#### Zadania:
(A) Czy tekst o zabójstwie Andrija Parubija potwierdza stwierdzenia: (i) na miejscu zdarzenia znaleziono siedem łusek, (ii) napastnik uciekł samochodem, (iii) Parubij miał 54 lata? Przy każdym odpowiedz „tak” lub „nie” i przytocz rozstrzygające słowa tekstu.
(B) Dopisz dalszy ciąg tekstu o zabójstwie Andrija Parubija, zaczynając tuż po jego ostatnim zdaniu.

#### Fragment tekstu:
====
"Firma jest głęboko wstrząśnięta brutalną zbrodnią i będzie w pełni współpracować w śledztwie w sprawie tego incydentu" - podała rzeczniczka Glovo, którą cytuje BBC. Komunikat firmy kurierskiej jest pokłosiem śmierci deputowanego, byłego przewodniczącego ukraińskiej Rady Najwyższej (parlamentu) Andrija Parubija. Polityka w sobotę we Lwowie postrzelił napastnik, który był ubrany tak, jak kurier tej firmy. Sprawca jest poszukiwany w ramach specjalnej operacji "Syrena". Ukraińscy politycy są przekonani, że za zamachem stoi Rosja.
Władze Ukrainy prowadzą operację specjalną o kryptonimie "Syrena", mającą na celu wytropienie i aresztowanie mężczyznę, który w sobotę zastrzelił deputowanego, byłego przewodniczącego ukraińskiej Rady Najwyższej - parlamentu - Andrija Parubija.
"Zaangażowane są wszystkie niezbędne siły i środki" – napisał prezydent Ukrainy Wołodymyr Zełenski, dodając wieczorem, że "zbrodnia została niestety starannie przygotowana".
Ukraińska prokuratura poinformowała, że „niezidentyfikowany strzelec oddał kilka strzałów w kierunku polityka”, a Parubij „zginął na miejscu”.
Źródła BBC w ukraińskich organach ścigania podały, że na miejscu zdarzenia znaleziono później siedem łusek. Napastnik był ubrany tak, aby przypominał kuriera firmy kurierskiej Glovo. Na nagraniu ze zdarzenia, które już wcześniej publikowaliśmy, widać podejrzanego niosącego żółtą torbę. Napastnik miał również poruszać się rowerem elektrycznym.
BBC podało oświadczenie rzeczniczki firmy Glovo, która powiadomiła, że "firma jest głęboko wstrząśnięta brutalną zbrodnią i będzie w pełni współpracować w śledztwie w sprawie tego incydentu".
Zamachowiec zbiegł z miejsca zdarzenia i obecnie jest poszukiwany. Ukraińscy politycy i komentatorzy są przekonani, że za zamachem na 54-letniego Andrija Parubija stoi Rosja.
Jest to oczywiście rosyjski zamach. Rosjanie próbują zastraszyć Ukraińców i chcą zniszczyć wszystkich, którzy konsekwentnie opowiadają się za ukraińską niepodległością – mówił deputowany opozycyjnej partii Europejska Solidarność i przyjaciel Parubija, Mykoła Kniażycki.
Przypomniał, że Parubij stał m.in. na czele samoobrony Majdanu, proeuropejskiej rewolucji godności z przełomu lat 2013–2014, był sekretarzem Rady Bezpieczeństwa Narodowego i Obrony, a w końcu został przewodniczącym Rady Najwyższej (parlamentu). Ostatnio był posłem. Razem wprowadzaliśmy ustawę o języku ukraińskim – podkreślił.
====
#### Fragment zbioru danych:

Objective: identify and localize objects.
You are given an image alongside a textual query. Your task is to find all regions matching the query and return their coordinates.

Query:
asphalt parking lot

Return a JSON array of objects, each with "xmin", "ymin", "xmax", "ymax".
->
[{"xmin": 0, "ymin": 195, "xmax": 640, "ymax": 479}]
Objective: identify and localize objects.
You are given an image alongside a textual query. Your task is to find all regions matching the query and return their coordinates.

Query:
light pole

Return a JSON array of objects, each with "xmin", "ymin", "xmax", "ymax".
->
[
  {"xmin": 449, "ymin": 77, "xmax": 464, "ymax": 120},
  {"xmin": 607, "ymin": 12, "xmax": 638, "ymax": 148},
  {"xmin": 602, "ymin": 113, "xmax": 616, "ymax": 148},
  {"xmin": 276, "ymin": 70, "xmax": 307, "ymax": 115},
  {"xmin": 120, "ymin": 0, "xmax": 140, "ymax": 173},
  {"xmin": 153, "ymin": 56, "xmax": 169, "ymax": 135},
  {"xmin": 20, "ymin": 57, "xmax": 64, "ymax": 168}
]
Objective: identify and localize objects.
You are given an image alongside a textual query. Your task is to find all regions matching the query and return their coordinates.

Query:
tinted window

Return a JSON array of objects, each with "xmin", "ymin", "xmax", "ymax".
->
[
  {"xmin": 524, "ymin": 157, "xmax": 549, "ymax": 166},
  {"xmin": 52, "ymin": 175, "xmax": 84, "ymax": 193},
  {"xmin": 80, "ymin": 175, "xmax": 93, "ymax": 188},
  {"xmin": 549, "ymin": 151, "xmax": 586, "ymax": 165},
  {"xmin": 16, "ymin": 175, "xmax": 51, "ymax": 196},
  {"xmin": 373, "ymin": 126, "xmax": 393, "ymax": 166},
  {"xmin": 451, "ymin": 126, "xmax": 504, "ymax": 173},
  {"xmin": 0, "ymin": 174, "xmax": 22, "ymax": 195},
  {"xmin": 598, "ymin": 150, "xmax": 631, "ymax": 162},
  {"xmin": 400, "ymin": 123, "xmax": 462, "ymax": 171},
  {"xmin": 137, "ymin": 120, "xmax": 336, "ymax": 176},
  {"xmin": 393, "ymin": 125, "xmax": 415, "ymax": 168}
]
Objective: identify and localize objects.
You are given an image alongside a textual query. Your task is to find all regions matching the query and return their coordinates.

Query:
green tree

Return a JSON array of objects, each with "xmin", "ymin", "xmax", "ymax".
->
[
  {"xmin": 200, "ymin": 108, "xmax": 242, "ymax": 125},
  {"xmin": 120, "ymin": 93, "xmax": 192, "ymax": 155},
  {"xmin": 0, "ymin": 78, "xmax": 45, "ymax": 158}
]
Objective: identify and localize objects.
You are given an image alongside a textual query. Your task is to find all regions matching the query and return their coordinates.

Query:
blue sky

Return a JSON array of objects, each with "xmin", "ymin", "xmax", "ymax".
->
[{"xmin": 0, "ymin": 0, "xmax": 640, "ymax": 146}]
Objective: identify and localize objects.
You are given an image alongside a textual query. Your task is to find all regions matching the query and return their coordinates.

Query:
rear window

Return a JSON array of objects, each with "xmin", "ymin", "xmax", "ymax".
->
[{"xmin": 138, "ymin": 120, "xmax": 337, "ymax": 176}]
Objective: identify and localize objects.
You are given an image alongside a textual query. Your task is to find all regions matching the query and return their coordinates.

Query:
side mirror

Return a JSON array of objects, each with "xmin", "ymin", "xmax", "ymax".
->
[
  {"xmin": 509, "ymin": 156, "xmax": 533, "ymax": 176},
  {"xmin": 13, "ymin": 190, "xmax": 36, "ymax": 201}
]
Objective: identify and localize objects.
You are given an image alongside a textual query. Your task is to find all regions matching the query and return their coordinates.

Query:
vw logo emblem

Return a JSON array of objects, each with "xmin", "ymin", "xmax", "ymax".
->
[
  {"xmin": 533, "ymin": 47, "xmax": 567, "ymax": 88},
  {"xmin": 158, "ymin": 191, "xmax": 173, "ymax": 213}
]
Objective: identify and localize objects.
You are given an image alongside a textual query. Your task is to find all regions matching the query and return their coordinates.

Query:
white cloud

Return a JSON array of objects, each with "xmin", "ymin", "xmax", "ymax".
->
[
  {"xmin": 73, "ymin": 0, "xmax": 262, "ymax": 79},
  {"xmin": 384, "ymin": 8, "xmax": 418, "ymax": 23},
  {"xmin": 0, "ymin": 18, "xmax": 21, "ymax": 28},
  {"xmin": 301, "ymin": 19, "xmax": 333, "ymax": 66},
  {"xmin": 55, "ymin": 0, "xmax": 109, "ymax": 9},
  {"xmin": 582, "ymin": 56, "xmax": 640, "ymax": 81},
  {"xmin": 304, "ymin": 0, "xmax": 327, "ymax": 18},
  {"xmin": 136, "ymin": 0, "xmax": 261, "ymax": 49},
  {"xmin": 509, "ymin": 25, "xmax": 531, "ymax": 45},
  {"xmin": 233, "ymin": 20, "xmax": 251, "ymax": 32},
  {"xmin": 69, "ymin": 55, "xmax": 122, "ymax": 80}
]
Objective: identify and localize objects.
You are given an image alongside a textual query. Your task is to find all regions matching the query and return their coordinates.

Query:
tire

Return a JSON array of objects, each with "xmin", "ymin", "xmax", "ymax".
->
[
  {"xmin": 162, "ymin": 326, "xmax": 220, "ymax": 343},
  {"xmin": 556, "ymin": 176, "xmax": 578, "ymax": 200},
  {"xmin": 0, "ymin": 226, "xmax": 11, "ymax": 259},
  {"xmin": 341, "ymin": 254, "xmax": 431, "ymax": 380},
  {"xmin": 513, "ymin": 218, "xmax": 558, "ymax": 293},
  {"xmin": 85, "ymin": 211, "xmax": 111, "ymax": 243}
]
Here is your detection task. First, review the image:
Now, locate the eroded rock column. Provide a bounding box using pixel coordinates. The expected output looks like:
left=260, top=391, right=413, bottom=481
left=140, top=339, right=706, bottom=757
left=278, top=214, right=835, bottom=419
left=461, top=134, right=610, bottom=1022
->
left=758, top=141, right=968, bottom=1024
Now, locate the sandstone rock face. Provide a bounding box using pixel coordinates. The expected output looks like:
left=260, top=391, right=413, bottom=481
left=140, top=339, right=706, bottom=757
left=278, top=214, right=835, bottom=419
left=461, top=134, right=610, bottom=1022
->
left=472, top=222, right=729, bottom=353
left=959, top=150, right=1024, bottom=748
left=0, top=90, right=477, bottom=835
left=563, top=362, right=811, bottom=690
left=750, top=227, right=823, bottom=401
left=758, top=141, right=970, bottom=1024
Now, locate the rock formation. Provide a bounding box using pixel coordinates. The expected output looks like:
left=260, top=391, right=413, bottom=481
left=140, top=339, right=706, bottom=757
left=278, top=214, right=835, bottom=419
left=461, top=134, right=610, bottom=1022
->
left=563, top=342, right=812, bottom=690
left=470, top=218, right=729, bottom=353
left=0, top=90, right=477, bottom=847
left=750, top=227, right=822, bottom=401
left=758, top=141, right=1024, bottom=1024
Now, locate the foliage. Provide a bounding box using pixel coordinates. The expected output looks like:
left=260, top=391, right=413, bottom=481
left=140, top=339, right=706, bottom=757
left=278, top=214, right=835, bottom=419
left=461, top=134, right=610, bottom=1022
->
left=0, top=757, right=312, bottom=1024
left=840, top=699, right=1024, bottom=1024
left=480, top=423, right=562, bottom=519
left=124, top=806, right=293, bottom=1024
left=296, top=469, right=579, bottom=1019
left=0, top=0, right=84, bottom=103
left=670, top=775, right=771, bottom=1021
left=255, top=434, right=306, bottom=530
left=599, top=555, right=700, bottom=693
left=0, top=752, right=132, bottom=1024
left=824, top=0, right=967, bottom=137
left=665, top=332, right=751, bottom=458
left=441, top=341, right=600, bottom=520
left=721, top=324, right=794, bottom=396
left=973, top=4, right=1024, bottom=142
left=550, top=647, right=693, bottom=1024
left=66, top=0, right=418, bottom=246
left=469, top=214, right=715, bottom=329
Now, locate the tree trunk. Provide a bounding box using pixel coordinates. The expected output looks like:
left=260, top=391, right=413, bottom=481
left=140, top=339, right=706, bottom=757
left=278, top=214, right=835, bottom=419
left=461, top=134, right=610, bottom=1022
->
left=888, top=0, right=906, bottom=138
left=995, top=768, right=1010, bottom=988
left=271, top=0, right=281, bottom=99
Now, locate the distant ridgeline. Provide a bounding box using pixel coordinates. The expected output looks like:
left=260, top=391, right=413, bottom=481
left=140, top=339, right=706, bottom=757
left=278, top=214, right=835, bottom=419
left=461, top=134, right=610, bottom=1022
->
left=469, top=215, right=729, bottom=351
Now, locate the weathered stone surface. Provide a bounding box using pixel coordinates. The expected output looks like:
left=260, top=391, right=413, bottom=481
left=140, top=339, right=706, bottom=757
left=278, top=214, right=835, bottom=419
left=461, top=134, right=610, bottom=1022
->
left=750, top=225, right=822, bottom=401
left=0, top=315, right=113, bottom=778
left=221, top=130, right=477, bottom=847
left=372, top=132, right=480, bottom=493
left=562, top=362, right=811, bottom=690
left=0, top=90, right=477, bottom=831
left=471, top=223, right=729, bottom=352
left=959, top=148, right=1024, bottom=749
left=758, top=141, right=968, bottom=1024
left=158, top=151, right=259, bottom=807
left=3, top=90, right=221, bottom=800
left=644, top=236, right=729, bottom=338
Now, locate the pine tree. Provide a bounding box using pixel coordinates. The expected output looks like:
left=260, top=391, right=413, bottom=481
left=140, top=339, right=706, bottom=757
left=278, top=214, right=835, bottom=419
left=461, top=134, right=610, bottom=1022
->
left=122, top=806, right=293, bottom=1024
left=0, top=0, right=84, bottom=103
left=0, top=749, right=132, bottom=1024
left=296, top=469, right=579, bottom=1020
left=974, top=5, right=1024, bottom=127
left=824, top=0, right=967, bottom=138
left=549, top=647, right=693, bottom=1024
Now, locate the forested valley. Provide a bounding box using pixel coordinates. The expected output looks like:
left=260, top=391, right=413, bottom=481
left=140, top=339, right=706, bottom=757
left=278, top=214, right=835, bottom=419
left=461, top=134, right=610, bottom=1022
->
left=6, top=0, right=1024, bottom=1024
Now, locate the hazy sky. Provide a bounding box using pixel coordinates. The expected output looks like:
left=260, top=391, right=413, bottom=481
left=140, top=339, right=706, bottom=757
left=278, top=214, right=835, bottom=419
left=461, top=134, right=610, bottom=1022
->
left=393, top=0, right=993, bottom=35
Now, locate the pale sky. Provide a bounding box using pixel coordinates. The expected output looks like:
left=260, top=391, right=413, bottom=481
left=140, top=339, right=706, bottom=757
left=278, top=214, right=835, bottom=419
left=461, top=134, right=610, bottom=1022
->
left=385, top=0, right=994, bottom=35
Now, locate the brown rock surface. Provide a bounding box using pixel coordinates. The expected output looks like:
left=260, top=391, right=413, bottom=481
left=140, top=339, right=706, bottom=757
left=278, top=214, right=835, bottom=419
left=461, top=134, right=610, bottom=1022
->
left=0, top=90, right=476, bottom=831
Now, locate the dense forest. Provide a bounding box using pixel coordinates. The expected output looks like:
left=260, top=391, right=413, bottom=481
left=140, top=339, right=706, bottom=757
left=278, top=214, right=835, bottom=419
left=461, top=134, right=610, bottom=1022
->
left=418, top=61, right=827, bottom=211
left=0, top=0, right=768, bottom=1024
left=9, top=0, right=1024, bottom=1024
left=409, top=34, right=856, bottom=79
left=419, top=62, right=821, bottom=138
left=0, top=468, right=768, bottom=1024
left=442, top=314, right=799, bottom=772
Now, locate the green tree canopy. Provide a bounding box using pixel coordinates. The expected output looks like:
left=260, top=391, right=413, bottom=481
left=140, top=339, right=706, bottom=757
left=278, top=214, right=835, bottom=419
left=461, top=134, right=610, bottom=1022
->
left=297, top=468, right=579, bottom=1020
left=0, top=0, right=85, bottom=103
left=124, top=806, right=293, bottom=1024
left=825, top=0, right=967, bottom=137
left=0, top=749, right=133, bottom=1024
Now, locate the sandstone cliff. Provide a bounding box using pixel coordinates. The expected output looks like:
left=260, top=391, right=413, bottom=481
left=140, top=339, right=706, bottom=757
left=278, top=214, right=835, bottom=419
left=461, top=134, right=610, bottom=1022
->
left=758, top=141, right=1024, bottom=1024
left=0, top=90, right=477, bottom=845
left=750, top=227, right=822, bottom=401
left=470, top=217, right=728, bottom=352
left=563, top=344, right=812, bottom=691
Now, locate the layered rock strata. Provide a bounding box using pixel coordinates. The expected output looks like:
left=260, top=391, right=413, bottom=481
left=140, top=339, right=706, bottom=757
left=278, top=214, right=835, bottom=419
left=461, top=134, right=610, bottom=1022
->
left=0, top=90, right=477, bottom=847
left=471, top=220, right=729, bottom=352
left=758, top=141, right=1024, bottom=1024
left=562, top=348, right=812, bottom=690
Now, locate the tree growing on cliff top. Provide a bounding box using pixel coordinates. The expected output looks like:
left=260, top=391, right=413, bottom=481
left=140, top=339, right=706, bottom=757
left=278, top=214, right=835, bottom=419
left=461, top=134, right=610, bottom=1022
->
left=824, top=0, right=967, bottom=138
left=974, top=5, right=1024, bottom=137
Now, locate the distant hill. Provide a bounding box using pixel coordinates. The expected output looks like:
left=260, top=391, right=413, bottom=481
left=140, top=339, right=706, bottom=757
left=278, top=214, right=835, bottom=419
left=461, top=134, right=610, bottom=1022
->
====
#### Odpowiedzi:
(A)
(i) Tak: „na miejscu zdarzenia znaleziono później siedem łusek”.
(ii) Nie: „Napastnik miał również poruszać się rowerem elektrycznym”.
(iii) Tak: „za zamachem na 54-letniego Andrija Parubija stoi Rosja”.

(B)
"Żegnaj, Przyjacielu! Andrij Parubij zamordowany we Lwowie. Był dobrym człowiekiem, mądrym i odważnym politykiem. Był zwolennikiem dobrych relacji między naszymi narodami i integracji Ukrainy z Zachodem. Wielka strata. Juz nie porozmawiamy u Mykoly w Karpatach w Krzyworówni o Polsce, Ukrainie i Europie, już nie pospacerujemy po Kijowie czy Lwowie. Zostaną w pamięci noce i dyskusje na Majdanie w czasie Rewolucji zimą 2013/14. Trudno się pogodzić z tym co się stało. Anielski orszak niech Twą duszę przyjmie!" - napisał poseł Paweł Kowal, przewodniczący Sejmowej Komisji Spraw Zagranicznych oraz przewodniczący Rady ds. Współpracy z Ukrainą.
"Andrija Parubija poznałem jako komendanta Straży Majdanu, gdy jako ministrowie Trójkąta Weimarskiego negocjowaliśmy zakończenie masakry w 2014. Później pomógł Polsce ewakuować nasz konsulat z Sewastopola podczas rosyjskiego Anschlussu. Wiadomość o jego zabójstwie we Lwowie jest wstrząsająca. Przekazuję szczere wyrazy współczucia bliskim i całemu narodowi ukrańskiemu, który stracił jednego z najlepszych swoich synów" - napisał minister spraw zagranicznych Radosław Sikorski.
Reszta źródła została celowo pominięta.